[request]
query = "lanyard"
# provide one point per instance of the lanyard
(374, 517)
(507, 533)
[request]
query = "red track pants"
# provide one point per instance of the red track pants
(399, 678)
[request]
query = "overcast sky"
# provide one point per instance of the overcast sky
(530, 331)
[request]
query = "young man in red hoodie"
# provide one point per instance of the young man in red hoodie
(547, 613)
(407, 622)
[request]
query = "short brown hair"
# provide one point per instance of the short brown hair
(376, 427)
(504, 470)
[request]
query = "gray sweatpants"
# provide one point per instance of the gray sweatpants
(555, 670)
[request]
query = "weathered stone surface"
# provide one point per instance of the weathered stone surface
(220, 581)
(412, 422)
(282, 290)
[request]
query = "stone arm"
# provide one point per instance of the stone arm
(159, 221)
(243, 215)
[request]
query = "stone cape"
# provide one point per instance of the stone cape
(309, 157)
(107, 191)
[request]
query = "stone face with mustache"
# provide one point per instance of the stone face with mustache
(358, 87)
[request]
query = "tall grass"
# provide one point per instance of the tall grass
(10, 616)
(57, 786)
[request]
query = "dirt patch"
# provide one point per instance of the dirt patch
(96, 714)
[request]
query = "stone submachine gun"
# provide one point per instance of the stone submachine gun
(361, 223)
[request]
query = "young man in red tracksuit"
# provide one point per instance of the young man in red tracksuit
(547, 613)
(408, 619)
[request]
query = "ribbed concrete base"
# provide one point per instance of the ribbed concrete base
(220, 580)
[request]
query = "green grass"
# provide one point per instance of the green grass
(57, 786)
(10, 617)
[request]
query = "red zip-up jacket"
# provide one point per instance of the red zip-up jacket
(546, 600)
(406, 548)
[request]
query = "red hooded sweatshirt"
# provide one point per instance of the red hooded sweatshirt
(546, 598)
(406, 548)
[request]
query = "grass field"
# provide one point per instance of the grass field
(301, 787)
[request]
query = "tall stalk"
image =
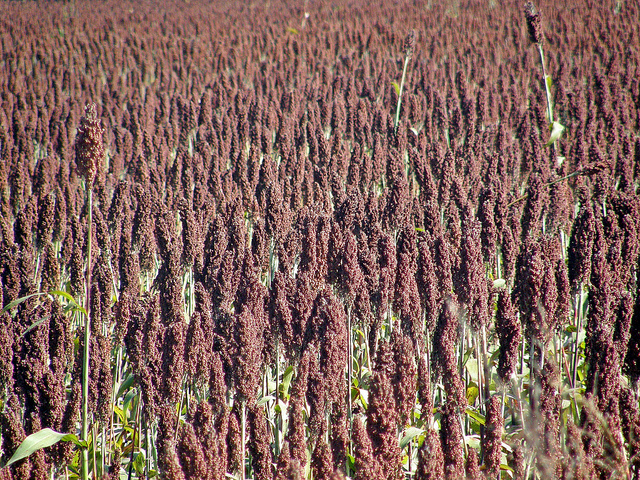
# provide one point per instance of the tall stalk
(409, 47)
(90, 156)
(87, 338)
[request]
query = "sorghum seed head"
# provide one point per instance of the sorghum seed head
(89, 146)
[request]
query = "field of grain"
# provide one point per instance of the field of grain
(319, 240)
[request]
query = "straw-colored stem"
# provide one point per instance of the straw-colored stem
(87, 338)
(404, 73)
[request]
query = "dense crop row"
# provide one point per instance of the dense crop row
(288, 282)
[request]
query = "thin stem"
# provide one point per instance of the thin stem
(244, 438)
(546, 84)
(276, 416)
(87, 338)
(404, 72)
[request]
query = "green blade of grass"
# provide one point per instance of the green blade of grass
(42, 439)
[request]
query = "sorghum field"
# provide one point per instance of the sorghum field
(319, 240)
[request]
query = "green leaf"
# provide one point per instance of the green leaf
(556, 132)
(472, 367)
(499, 283)
(42, 439)
(124, 386)
(60, 293)
(286, 382)
(478, 417)
(35, 324)
(17, 302)
(472, 393)
(409, 434)
(118, 411)
(265, 399)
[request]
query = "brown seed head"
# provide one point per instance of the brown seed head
(410, 44)
(533, 23)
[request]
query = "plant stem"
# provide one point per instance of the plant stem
(244, 439)
(546, 86)
(404, 72)
(87, 338)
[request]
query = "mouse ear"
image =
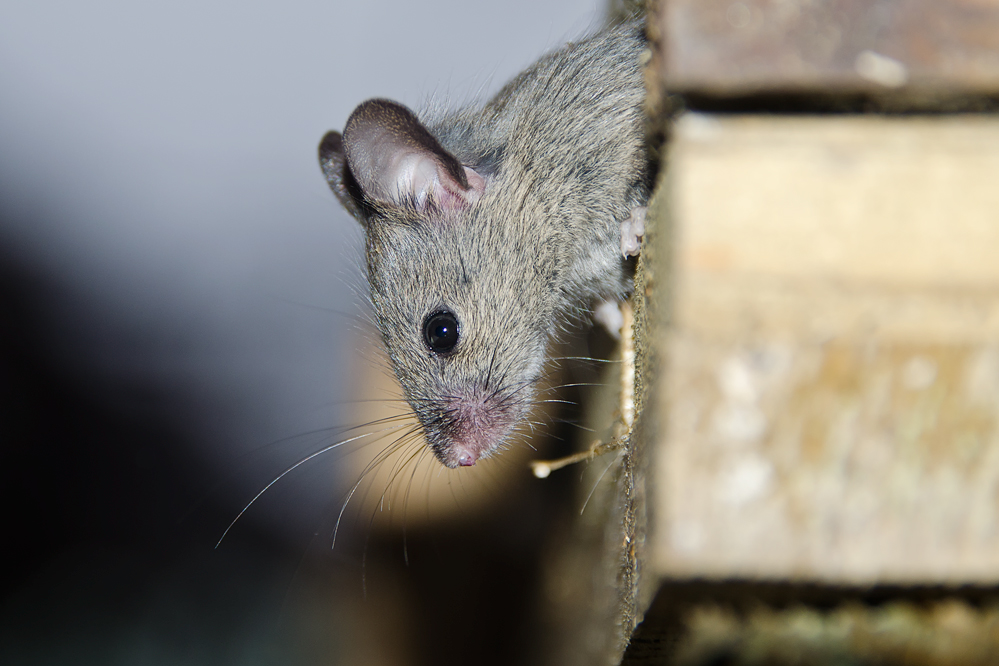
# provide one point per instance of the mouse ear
(396, 160)
(333, 161)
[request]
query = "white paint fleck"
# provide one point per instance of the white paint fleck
(881, 69)
(919, 373)
(748, 479)
(739, 423)
(738, 15)
(736, 380)
(687, 536)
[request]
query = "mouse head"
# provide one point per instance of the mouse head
(459, 293)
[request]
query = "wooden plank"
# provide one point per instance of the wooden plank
(722, 47)
(831, 401)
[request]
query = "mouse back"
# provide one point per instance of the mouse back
(490, 230)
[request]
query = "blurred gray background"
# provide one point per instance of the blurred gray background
(178, 307)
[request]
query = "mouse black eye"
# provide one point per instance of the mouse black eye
(440, 332)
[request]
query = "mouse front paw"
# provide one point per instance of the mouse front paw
(632, 231)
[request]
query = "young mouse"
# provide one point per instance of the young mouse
(489, 230)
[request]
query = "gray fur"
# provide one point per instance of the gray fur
(562, 153)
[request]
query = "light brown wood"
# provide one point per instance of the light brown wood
(831, 380)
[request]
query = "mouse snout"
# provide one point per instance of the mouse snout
(472, 426)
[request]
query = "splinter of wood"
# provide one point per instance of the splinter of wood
(626, 407)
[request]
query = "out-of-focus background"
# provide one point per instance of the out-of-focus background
(182, 319)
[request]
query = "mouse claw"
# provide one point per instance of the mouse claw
(632, 231)
(608, 314)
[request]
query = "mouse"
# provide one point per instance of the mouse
(492, 229)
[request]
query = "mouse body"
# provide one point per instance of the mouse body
(491, 229)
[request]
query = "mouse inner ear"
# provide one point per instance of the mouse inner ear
(333, 161)
(396, 160)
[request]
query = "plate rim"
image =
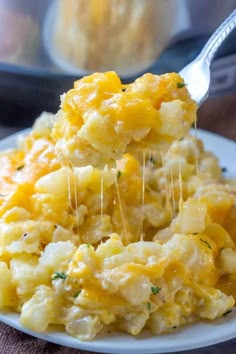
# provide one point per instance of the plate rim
(106, 345)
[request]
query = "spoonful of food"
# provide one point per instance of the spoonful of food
(197, 74)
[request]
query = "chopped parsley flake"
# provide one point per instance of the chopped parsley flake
(155, 290)
(180, 84)
(59, 275)
(119, 173)
(77, 293)
(227, 312)
(20, 167)
(207, 243)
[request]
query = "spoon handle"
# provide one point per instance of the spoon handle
(214, 42)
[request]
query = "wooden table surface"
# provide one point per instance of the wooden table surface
(217, 115)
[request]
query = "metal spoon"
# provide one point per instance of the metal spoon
(197, 74)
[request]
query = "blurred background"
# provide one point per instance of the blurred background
(45, 45)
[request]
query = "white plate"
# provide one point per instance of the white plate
(189, 337)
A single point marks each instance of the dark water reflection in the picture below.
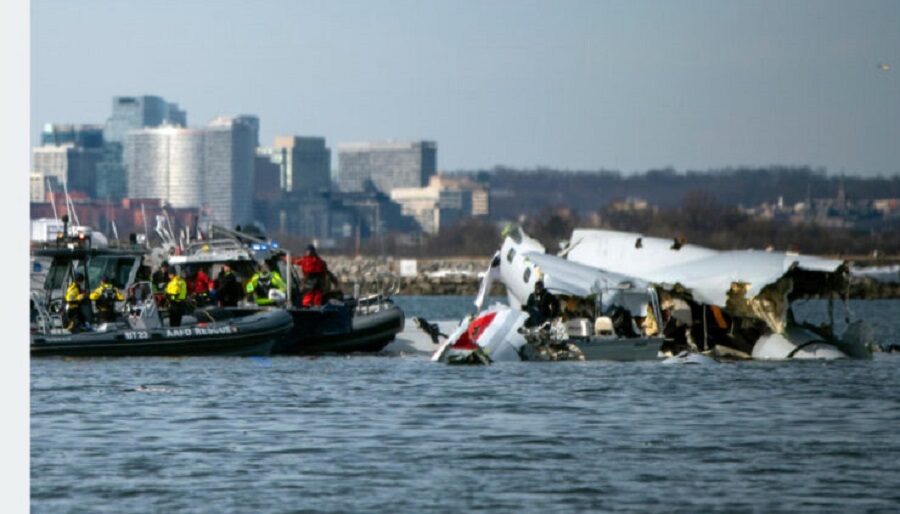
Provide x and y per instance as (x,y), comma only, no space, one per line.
(402,434)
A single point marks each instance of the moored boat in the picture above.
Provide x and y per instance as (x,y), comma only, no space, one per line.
(343,324)
(252,335)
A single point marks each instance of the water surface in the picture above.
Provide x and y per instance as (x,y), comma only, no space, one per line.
(376,433)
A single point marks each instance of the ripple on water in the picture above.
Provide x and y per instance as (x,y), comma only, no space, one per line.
(402,434)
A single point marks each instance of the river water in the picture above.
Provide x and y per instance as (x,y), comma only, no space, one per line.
(402,434)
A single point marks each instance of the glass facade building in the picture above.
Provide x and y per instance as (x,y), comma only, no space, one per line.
(73,165)
(209,167)
(137,112)
(385,166)
(305,164)
(85,136)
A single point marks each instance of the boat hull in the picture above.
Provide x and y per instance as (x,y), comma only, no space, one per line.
(331,329)
(636,349)
(253,335)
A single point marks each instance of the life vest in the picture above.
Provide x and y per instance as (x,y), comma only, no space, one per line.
(107,298)
(263,284)
(74,295)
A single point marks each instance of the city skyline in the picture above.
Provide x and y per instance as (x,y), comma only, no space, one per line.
(573,85)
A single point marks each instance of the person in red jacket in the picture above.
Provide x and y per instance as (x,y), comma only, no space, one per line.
(199,286)
(315,272)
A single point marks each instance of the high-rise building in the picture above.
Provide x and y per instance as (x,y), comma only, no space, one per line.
(75,166)
(85,136)
(305,163)
(385,166)
(443,203)
(137,112)
(210,167)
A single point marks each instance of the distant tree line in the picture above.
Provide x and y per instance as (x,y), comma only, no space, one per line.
(522,191)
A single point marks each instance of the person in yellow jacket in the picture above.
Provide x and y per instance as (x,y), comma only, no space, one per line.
(262,282)
(176,294)
(75,296)
(105,298)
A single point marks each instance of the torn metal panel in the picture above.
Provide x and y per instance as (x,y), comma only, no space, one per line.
(707,274)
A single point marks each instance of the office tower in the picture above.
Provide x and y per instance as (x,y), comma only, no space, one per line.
(85,136)
(305,163)
(73,165)
(385,166)
(137,112)
(209,167)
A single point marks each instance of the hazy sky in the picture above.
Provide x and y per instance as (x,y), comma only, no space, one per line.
(627,85)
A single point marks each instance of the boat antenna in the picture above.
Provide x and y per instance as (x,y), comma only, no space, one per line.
(146,229)
(171,232)
(52,197)
(69,205)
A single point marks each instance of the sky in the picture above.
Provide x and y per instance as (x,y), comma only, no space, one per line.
(579,85)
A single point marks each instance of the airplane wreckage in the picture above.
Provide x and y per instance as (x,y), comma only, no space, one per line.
(625,296)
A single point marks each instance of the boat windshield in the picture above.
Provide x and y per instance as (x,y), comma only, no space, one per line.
(116,267)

··········

Select and copy every line of the material that holds the string "person".

RESPONSE BELOW.
A single point marks each instance of the person in red jacket in the picture above.
A single point marks each instance of the person in yellow jacket in the picture above.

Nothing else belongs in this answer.